**WORK REQUIRED**
Rewrite the rows below, replacing each "query" with "prompt" and leaving everything else unchanged.

A run of rows:
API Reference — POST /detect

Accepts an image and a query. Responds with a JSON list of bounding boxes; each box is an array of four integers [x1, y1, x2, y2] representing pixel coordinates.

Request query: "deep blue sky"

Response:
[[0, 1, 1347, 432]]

**WRITTEN RESPONSE**
API Reference — POST /detect

Accepts an image and a prompt. Responds with a JSON list of bounding boxes; each box is an array of four integers [x1, y1, x2, y2] representing pixel coordinates.

Request prompt: "deep blue sky"

Response:
[[0, 1, 1347, 432]]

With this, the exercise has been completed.